*Instruction 1*. From the cluster display description, write out the passage between "The display 10" and "is easily used.", inclusive.
*Instruction 2*. In the cluster display description, what appears in brackets within each rectangle?
*Instruction 3*. Carry on the cluster display description from its last sentence.

Figure 11 is a flowchart for tracking cluster; and

Figure 12 is a flowchart for defining user profiles.

Description of preferred embodiment

The present invention is built on the assumption that there is a clustering algorithm that clusters a large document collection into clusters and provides a summary of each cluster. The present invention makes use of the output of these algorithms.

Figure 1 shows an example of the overall system architecture. The present invention covers the "Display" box. The pre-processing stage takes care of all the computation needed to create the visual display.

The display step is an initial output 10 as shown in Figure 2, which shows a first polygonal area, in this case a rectangle, having a number of contained polygonal areas, again rectangles, in this case, arranged in a plurality of rows 12. The display area is subdivided such that each area 14 represents a cluster. Each area 14 may be rectangular, as shown, or other polygonal shape such as, for example, triangular, hexagonal, and so forth. Within each rectangle 14, it displays the top three keywords 16 of each cluster. The number of key words may be predetermined. This may be by the user, if desired. Furthermore, the number of key words may be varied. Clusters (e.g. 18, 20) with repeated top three keywords are grouped close together. The arrangement is from left-to-right and top-to-bottom. The size of each rectangle 14 corresponds to the relative size of each cluster with respect to the whole collection. The actual number of documents in each cluster is also displayed in brackets within each rectangle 14. When the cursor is placed over a rectangle 14, a popup display shows the top number of keywords such as, for example, five represented in that cluster, as well as the document size. For rectangles 14 that are too small to display the necessary words, the user can move the cursor over the selected area to activate the popup display.

The display 10 is limited to a manageable number of rows 12 such as, for example, seven thus making the viewing of clusters manageable. The last row 22 gathers all those clusters with a predetermined, relatively small number of documents such as, for example, three, into a single cluster. The predetermined number may be expressed as a unit (e.g. three) or as a percentage of the number of documents in the collection (e.g. 1%). If the number of clusters in the last row is excessive, or the number of rectangles 14 excessive, the predetermined number can be changed and reclustering take place to give a result which is easily used.

*Given records*.
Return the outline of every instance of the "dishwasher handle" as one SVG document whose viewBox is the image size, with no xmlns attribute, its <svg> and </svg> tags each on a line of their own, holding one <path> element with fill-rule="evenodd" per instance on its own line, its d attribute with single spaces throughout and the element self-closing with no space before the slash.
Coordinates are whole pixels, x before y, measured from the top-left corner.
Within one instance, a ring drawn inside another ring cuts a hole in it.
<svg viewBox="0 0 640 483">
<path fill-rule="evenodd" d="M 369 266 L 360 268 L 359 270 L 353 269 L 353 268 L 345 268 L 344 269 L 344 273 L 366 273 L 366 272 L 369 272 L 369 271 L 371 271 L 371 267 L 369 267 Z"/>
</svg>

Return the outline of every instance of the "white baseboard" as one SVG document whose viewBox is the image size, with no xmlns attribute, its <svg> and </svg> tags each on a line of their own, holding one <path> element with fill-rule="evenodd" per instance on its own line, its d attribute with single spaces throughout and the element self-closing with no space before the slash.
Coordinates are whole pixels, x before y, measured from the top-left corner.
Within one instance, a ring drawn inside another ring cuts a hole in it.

*Exercise result 1*.
The display 10 is limited to a manageable number of rows 12 such as, for example, seven thus making the viewing of clusters manageable. The last row 22 gathers all those clusters with a predetermined, relatively small number of documents such as, for example, three, into a single cluster. The predetermined number may be expressed as a unit (e.g. three) or as a percentage of the number of documents in the collection (e.g. 1%). If the number of clusters in the last row is excessive, or the number of rectangles 14 excessive, the predetermined number can be changed and reclustering take place to give a result which is easily used.

*Exercise result 2*. The actual number of documents in each cluster.

*Exercise result 3*.
At a glance, the user can see the relative sizes of each cluster in a document collection, that is, an overview of the text collection. With this information, the user may decide to or not to read those clusters with very small areas.

Clusters with repeated keywords are grouped together to reduce the users' mental workload of grouping it themselves. In the example display of Figure 2, documents related to different car companies are placed next to each other.

Clusters are displayed in a systematic left-to-right, top-to- bottom manner to facilitate reading. This enhances a user ability to read and thus handle more clusters. Existing clustering displays like SOM/Themescape become very hard to read when the number of clusters is large, as every cluster is displayed. By limiting the number of rows 12 to be displayed, and grouping smaller clusters together into a cluster at the bottom 12, clutter on the display 10 is reduced.

The View Summary (Figure 3) of a cluster can be achieved by selecting the desired cluster or clusters. To activate, a pop-up menu or other form of list is displayed. When View Summary option is chosen, a window 24 opens to display the summaries related to the selected cluster, and the map 10 of Figure 2 is resized to another part of the screen, but is not overlapped with the new window 24 where it can be seen that the original screen 10 has been reduced in size to right half of the display. Each summary in window 24 is made up of a number of themes 26 so as to advise the user what the cluster is about. It is also possible to view the details of each of the themes by selecting the View Detailed Summary menu option.

This summary option gives the user more information about the cluster of documents before the user decides to look at the actual documents within the cluster. This is particularly useful if the collection is large.

By making use of a separate window 24 to display the summaries, the visual display 10 is not cluttered. This allows the user to make use of the visual display to jump' quickly to any cluster of interest, as opposed to scrolling down as in Scatter/ Gather displays.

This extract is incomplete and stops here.